On receiving my third Grant for the Arts funding, I considered myself lucky, and yet, I know that my applications do not owe their success to pure luck.
Starting an Arts Council application is an adventure and a project in itself; the work required to gather the elements necessary to the shaping of a strong project surely holds as much value as the project itself.
I have seen my career take a giant step forward during each award I received. This has been invaluable as if it wasn’t for the Arts Council, I probably would not be in the profession anymore.
I recently was reading the a-n newsletter and was noticing how much artists sounded bitter in a lot of articles. The economic climate does not currently help us to think positively and it is getting harder and harder to make the case for Art.(I wish I hadn’t heard the Jeremy Vine show the other day!)

LISTING:
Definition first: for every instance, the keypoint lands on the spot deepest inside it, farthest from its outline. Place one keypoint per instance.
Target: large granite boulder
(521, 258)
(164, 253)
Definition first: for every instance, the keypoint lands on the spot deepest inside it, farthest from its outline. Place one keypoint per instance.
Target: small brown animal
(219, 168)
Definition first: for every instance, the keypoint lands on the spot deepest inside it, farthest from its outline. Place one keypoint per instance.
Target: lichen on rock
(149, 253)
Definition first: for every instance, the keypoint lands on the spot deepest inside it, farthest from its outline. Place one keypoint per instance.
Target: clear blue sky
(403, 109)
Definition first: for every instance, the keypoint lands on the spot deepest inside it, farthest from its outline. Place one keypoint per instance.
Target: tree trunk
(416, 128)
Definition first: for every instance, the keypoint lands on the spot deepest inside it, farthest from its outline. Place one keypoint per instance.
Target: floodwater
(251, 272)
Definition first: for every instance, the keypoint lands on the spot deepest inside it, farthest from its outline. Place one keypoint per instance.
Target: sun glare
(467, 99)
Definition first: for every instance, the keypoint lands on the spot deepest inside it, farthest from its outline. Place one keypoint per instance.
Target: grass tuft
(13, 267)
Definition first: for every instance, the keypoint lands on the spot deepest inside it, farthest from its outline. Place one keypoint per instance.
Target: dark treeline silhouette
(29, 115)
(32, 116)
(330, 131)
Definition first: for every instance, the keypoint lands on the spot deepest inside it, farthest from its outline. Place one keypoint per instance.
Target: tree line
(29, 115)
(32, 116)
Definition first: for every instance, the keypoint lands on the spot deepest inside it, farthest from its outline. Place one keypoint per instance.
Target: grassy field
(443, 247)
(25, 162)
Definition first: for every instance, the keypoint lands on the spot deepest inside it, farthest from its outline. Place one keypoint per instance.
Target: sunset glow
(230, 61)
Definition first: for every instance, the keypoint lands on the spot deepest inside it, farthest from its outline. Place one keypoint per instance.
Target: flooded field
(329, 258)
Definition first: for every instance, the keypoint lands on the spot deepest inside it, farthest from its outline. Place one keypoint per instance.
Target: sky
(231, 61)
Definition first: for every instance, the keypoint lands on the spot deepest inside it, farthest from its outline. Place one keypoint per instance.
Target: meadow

DIRECTIONS FOR THIS TASK:
Carry on the piece about Arts Council funding from its last sentence; leave the records aside.

REPLY TO THE TASK:
On reading from a range of testimonies from various professionals from Daily Mail, March, on how they were affected by the funding cuts, I found that I could only compare my annual income to the one of a recent graduate who was waitressing while looking for a job in her qualification.
After 15 years experience as a free lance artist, I am facing another year with no chance of starting a pension fund.(and I am already 40)
So why did I choose the lowest paid profession in this country and kept sticking at it ?
Is it because my independent worker’s mind makes me unemployable, or is it that I don’t know how to do anything else?
I am more tempted to think that it is because I love it and can not live without it.
I have dedicated my life to convincing others to engage with and be part of the Art, and to thrive through creativity and the nurturing of the imagination.
Rejection and success are inherent parts of an artist’s life, yet I don’t know if poverty should be .
Hopefully this project will make a difference
I have seen many worse ways of spending a lifetime and am prepared to continue the hard work, no matter what.
So yes, I am lucky and proud to be an artist.
(I have now had my car crashed on car park and will have to spend my 41st birthday money on it! So be it!)
Many Thanks to the Arts Council for their support.